+++ PROVIDED DATA +++
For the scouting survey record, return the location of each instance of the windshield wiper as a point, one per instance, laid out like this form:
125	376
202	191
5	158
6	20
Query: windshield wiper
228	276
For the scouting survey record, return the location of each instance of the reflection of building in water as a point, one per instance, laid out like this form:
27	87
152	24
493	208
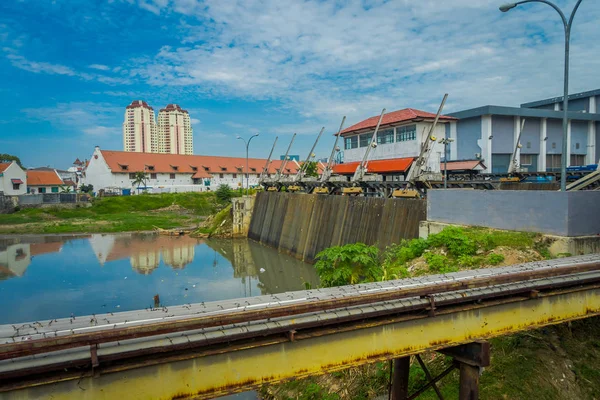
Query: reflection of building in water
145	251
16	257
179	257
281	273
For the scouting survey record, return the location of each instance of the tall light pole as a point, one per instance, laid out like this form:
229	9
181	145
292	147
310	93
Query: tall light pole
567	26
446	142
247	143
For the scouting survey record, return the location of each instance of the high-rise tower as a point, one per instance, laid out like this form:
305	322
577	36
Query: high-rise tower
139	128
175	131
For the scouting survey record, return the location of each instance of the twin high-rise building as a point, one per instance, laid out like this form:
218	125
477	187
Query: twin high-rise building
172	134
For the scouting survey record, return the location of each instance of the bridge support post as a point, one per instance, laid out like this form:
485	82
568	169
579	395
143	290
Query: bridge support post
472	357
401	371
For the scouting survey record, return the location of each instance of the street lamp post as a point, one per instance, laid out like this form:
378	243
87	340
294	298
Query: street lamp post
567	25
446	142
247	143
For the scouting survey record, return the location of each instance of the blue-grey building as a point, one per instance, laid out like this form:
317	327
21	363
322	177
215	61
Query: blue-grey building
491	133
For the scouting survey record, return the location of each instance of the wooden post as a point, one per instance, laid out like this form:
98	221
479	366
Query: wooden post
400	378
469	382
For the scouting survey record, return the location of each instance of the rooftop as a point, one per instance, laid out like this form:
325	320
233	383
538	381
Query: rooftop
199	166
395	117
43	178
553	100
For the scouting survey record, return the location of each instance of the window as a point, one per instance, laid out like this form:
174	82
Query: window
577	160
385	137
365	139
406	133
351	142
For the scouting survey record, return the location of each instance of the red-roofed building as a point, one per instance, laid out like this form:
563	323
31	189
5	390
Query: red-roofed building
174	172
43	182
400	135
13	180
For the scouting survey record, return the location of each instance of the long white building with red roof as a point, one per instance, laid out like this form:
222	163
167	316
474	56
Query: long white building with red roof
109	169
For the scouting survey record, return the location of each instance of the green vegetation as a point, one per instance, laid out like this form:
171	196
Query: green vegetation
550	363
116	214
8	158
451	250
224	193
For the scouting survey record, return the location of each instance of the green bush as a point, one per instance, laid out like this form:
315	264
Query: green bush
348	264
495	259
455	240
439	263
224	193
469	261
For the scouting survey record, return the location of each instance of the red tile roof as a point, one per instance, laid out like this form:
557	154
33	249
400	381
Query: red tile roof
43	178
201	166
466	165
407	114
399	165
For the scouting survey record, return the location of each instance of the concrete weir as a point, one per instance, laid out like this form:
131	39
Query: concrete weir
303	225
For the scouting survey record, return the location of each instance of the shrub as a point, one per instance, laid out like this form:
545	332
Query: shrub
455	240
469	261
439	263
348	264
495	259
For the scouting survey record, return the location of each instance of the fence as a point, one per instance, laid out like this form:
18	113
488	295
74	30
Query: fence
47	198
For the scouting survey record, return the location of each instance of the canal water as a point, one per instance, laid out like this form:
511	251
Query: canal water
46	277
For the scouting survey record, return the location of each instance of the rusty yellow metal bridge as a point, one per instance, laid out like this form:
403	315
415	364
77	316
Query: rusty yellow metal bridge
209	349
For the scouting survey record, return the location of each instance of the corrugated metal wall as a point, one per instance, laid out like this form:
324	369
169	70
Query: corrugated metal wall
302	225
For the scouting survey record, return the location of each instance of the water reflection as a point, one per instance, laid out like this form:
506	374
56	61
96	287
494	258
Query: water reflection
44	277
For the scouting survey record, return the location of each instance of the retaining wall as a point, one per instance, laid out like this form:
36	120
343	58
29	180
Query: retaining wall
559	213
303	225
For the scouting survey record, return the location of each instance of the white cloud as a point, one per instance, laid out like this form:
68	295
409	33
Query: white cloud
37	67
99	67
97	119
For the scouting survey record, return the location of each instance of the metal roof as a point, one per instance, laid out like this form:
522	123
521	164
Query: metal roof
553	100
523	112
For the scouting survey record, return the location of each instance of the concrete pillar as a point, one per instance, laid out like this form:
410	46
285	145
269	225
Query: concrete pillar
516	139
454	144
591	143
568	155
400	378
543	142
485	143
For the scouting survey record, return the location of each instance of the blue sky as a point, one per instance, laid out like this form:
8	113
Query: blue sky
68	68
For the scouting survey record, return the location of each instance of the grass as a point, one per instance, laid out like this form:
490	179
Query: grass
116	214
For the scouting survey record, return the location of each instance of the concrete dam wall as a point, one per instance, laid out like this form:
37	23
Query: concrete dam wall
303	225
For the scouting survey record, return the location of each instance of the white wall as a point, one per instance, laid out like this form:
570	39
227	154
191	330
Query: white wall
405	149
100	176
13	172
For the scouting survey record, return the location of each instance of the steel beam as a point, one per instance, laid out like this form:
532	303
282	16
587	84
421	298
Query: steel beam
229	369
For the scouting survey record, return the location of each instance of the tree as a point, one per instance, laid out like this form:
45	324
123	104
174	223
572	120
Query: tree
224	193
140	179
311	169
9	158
+++
Write out exactly the final stretch of the listing above, beginning at the line that contains "of the tree" and ending at its last line, with nothing added.

* [FINISHED EXERCISE]:
For the scouting survey record, return the location of each instance of the tree as a point, one per instance, laid out like this form:
45	324
123	104
174	223
572	120
Query: tree
224	193
140	179
311	169
9	158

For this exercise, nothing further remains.